##### Excerpt

🧵 on quantitative internal evals
1/4: GPT 5.5 excels at writing design docs efficiently. I turned some design docs I wrote recently into an eval. The prompt is a list of functional requirements to achieve within a codebase, and the design doc is graded based on full, partial, or missing adherence to each functional requirement.
I’ve used GPT 5.5 for the past few weeks as an early tester, and it’s the biggest upgrade I’ve felt since o3.
GPT 5.5 is really smart for autoresearch-type jobs. It suggests tasteful research directions, implements the directions correctly, and works reliably for hours at a time. I used it to optimize our harness against an internal dataset, and eval results doubled.

##########
##### Raw data

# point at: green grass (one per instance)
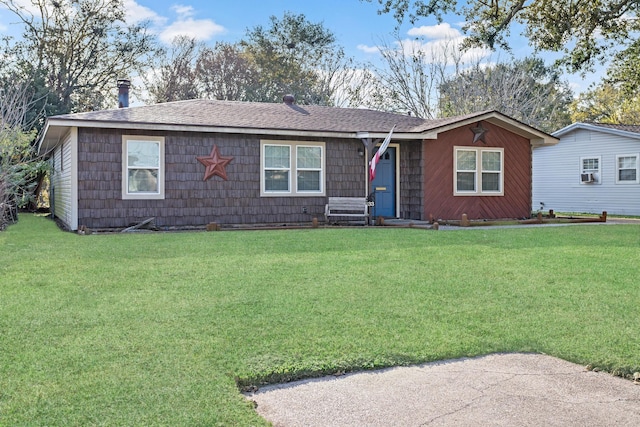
(159, 329)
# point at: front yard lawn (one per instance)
(160, 329)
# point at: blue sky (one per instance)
(357, 25)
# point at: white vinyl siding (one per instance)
(557, 169)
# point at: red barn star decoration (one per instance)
(479, 133)
(215, 164)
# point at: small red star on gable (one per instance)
(479, 133)
(215, 164)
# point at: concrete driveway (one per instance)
(494, 390)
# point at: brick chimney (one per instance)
(123, 92)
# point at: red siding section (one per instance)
(439, 200)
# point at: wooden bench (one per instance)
(346, 206)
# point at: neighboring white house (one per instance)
(593, 168)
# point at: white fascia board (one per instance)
(595, 128)
(55, 123)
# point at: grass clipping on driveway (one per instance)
(160, 329)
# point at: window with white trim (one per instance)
(590, 170)
(292, 168)
(627, 169)
(478, 171)
(142, 167)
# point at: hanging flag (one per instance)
(380, 152)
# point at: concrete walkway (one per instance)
(494, 390)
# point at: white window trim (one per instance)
(478, 171)
(125, 175)
(596, 175)
(626, 182)
(293, 182)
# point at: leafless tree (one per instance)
(225, 72)
(172, 76)
(80, 47)
(408, 81)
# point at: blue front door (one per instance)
(384, 185)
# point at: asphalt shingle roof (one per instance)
(255, 115)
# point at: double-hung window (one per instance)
(627, 169)
(142, 167)
(590, 169)
(292, 168)
(478, 171)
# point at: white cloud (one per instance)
(136, 13)
(186, 25)
(440, 44)
(183, 11)
(440, 31)
(199, 29)
(367, 49)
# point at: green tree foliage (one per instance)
(524, 89)
(624, 72)
(20, 168)
(585, 31)
(290, 57)
(76, 49)
(606, 103)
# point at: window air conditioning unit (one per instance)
(587, 177)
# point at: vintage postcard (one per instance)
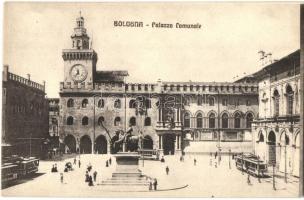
(152, 99)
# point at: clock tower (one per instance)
(80, 60)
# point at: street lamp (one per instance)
(94, 104)
(229, 158)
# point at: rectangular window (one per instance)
(248, 103)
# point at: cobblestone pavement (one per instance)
(201, 180)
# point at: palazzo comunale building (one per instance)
(197, 117)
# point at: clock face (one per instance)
(78, 73)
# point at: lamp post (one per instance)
(285, 157)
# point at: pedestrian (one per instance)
(95, 175)
(150, 184)
(91, 181)
(61, 177)
(87, 177)
(155, 184)
(248, 179)
(167, 170)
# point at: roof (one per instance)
(111, 76)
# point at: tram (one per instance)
(251, 164)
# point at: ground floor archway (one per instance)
(147, 142)
(85, 144)
(101, 145)
(70, 144)
(168, 144)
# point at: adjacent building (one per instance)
(24, 116)
(276, 131)
(172, 116)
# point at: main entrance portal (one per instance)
(168, 144)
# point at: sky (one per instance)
(226, 46)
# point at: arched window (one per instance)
(70, 120)
(261, 137)
(249, 119)
(100, 120)
(237, 120)
(117, 121)
(212, 120)
(276, 98)
(85, 103)
(225, 120)
(284, 139)
(132, 121)
(289, 95)
(187, 120)
(199, 100)
(211, 101)
(85, 121)
(132, 103)
(70, 103)
(199, 120)
(117, 103)
(100, 103)
(148, 121)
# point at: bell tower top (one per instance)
(80, 38)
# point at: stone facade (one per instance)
(24, 116)
(173, 116)
(279, 113)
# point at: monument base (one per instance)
(127, 176)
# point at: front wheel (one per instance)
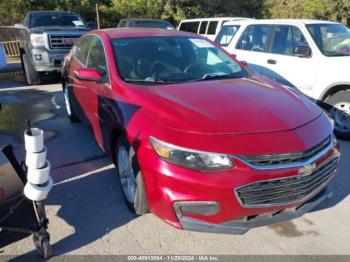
(339, 108)
(130, 176)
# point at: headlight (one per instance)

##########

Task list
1. Quote the thread on quantitative internal evals from "I’ve used GPT" to "eval results doubled.".
2. Continue the thread on quantitative internal evals, starting after its final sentence.

Per-task answers
1.
I’ve used GPT 5.5 for the past few weeks as an early tester, and it’s the biggest upgrade I’ve felt since o3.
GPT 5.5 is really smart for autoresearch-type jobs. It suggests tasteful research directions, implements the directions correctly, and works reliably for hours at a time. I used it to optimize our harness against an internal dataset, and eval results doubled.

2.
I’ve been fighting some race conditions for the past few weeks. GPT 5.4, Opus 4.6, and Opus 4.7 all spun in circles for hours, playing whack-a-mole with issues while creating new ones. GPT 5.5 found the architectural issue, confirmed its approach with me, and then implemented the fix elegantly.
I use it as my daily driver for agentic coding because it actually finishes what it says it will do. When I tell it to fix a flaky test until it runs 20 times consecutively without failure, GPT 5.5 actually works on it for over 24 hours and then succeeds. Opus has never done so faithfully.